Your task is to output all the records below, word for word.

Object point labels
════════════════

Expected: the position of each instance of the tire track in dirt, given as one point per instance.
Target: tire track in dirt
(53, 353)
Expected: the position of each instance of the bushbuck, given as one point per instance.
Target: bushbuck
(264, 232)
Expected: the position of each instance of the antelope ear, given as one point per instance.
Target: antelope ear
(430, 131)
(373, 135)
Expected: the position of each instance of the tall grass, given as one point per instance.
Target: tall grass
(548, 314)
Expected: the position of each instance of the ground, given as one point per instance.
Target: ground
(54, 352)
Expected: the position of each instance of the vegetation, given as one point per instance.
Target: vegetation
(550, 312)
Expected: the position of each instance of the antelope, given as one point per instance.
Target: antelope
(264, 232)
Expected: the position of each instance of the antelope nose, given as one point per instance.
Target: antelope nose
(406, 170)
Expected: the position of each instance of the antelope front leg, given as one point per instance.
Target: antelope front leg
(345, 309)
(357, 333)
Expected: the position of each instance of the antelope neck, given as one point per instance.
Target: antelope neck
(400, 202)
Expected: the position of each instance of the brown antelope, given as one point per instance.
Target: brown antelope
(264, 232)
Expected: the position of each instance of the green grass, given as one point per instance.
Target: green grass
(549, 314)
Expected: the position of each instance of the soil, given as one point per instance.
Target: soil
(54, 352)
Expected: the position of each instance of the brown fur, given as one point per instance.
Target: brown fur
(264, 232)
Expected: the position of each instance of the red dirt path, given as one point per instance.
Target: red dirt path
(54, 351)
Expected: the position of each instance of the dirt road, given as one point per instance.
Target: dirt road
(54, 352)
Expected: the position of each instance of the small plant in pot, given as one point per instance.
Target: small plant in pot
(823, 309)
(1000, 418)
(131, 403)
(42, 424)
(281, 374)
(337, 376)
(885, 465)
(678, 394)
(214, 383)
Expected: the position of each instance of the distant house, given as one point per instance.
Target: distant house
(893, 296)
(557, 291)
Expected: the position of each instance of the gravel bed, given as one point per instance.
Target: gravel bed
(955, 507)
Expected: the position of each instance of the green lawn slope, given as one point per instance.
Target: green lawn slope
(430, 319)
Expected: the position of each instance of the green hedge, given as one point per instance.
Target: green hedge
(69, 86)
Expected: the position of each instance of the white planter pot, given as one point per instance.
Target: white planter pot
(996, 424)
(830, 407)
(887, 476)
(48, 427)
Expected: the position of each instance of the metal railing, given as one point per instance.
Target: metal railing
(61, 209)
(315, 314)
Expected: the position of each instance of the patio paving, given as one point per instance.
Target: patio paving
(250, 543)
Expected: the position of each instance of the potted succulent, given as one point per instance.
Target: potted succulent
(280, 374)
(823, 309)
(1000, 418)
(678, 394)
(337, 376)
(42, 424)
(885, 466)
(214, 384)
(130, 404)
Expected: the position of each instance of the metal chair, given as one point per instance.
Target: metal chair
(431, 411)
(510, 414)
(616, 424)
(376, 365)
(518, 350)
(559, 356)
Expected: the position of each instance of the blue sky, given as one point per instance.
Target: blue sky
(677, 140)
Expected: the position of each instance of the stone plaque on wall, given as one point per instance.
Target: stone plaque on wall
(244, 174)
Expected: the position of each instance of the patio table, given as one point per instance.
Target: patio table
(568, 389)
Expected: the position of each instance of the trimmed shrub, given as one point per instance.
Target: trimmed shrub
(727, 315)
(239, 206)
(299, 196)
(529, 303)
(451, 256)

════════════════

- _Response to the exercise_:
Expected: the position of each instance of the tire track in dirt, given as one point per instance.
Target: tire track in dirt
(53, 353)
Expected: the position of each instance of the bushbuck, given as one point per instance.
Target: bushbuck
(264, 232)
Expected: the position of each instance of the antelope ear, given as one point per instance.
Target: antelope ear
(430, 131)
(373, 135)
Expected: the position of each instance of the tall grass, given as one point per instance.
Target: tall grass
(548, 314)
Expected: the position of each instance of the ground, given as one point per instance.
Target: ground
(54, 352)
Expected: the position of each instance of the vegetation, given as one point per instance.
Target: vegetation
(550, 312)
Expected: the position of each instance of the antelope, given as one point per instance.
Target: antelope
(264, 232)
Expected: the position of each instance of the antelope nose, given as one point per instance.
Target: antelope nose
(406, 170)
Expected: the position of each instance of the antelope front leg, given as one point per instance.
Target: antelope front leg
(345, 309)
(357, 333)
Expected: the position of each instance of the antelope neck, given as one point per instance.
Target: antelope neck
(400, 202)
Expected: the position of each instance of the brown antelope, given as one point per instance.
Target: brown antelope
(264, 232)
Expected: the position of each instance of the green grass, given as one point per instance.
Target: green grass
(549, 314)
Expected: the position of each instance of the soil, given as one point per instance.
Target: soil
(54, 352)
Expected: the position of each instance of the brown fur, given as one point per instance.
Target: brown fur
(264, 232)
Expected: the position of each instance of the red dirt path, given as one point per instance.
Target: red dirt path
(54, 351)
Expected: the position of each instance of the dirt road, given as one point per instance.
Target: dirt road
(54, 352)
Expected: the position of each instance of the small plant in pot, given as one point per instance.
Target: small plant in pot
(823, 309)
(1000, 418)
(131, 403)
(42, 424)
(281, 374)
(337, 376)
(885, 465)
(678, 394)
(214, 383)
Expected: the position of each instance of the distant house, given as one point per instance.
Target: distant house
(893, 296)
(557, 291)
Expected: the position of each instance of the gravel bed, given as one point per instance.
Target: gravel bed
(955, 507)
Expected: the position of each instance of the green lawn slope, given as one point per instance.
Target: green lawn slope
(430, 319)
Expected: the position of each instance of the green hedge, given as one point per instance.
Target: green hedge
(69, 86)
Expected: the position of each instance of the white planter pot, given as one point per instance.
Target: white planter pot
(996, 424)
(830, 407)
(887, 476)
(48, 427)
Expected: the position of each instance of the metal railing, given as one point per instance.
Target: metal railing
(61, 209)
(315, 314)
Expected: the position of each instance of the patio paving, given as one point per instance.
Target: patio paving
(250, 543)
Expected: the position of each instance of the potted succulent, given as one point per instance.
Target: potted succulent
(280, 374)
(823, 309)
(1000, 418)
(678, 394)
(337, 376)
(42, 424)
(885, 466)
(214, 384)
(130, 404)
Expected: the position of each instance of the metal chair, given as one point per instance.
Target: metal chair
(431, 411)
(510, 414)
(616, 424)
(376, 365)
(518, 350)
(559, 356)
Expected: the position of each instance of the blue sky, given as one point per instance.
Target: blue sky
(677, 140)
Expected: the position of each instance of the stone plaque on wall, given as one point per instance.
Target: stone plaque on wall
(244, 174)
Expected: the position of each instance of the patio table, given as one point per instance.
Target: patio table
(568, 389)
Expected: the position of each instance of the trimmed shrub, given as one point per instance.
Target: trimmed shrub
(727, 315)
(239, 206)
(299, 196)
(529, 303)
(451, 256)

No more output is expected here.